== HOW TO COMPLETE THIS TASK ==
Answer with a single number: the count of lines below that hold "road".

== DATA SUPPLIED ==

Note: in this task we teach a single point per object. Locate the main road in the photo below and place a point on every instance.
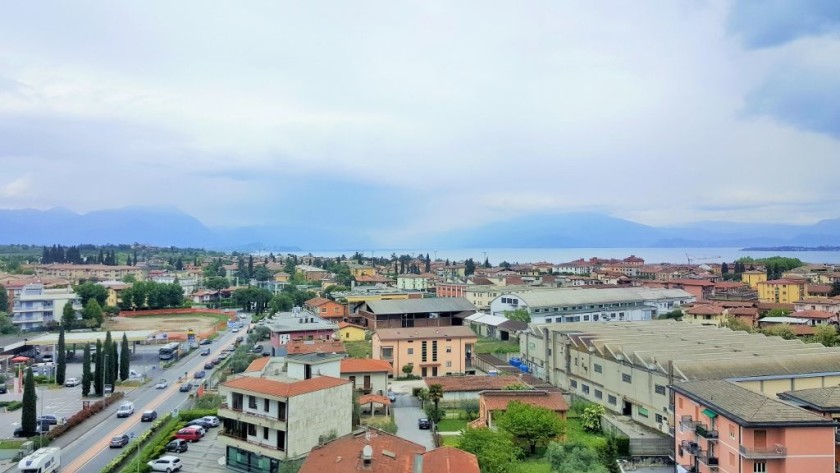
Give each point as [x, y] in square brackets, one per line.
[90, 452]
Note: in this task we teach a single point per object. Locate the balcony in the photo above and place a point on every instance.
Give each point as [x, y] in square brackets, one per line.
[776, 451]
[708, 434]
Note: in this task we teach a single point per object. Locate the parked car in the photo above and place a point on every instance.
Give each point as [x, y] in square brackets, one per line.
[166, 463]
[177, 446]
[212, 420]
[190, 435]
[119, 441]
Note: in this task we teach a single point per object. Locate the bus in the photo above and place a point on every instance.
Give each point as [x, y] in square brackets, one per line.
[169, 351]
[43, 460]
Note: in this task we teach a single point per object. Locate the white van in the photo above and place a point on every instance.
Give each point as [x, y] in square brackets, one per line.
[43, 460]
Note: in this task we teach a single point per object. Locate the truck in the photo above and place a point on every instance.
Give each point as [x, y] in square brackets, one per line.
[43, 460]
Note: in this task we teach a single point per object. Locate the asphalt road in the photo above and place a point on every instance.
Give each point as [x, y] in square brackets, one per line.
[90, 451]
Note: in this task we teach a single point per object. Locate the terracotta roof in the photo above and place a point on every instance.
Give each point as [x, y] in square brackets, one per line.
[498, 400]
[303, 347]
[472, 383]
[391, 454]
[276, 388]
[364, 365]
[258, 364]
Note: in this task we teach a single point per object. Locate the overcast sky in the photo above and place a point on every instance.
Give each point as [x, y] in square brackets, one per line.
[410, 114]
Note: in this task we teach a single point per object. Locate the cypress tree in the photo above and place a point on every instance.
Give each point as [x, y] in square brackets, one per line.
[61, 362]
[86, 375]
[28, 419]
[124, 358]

== RESPONSE TO THIS EXERCISE ==
2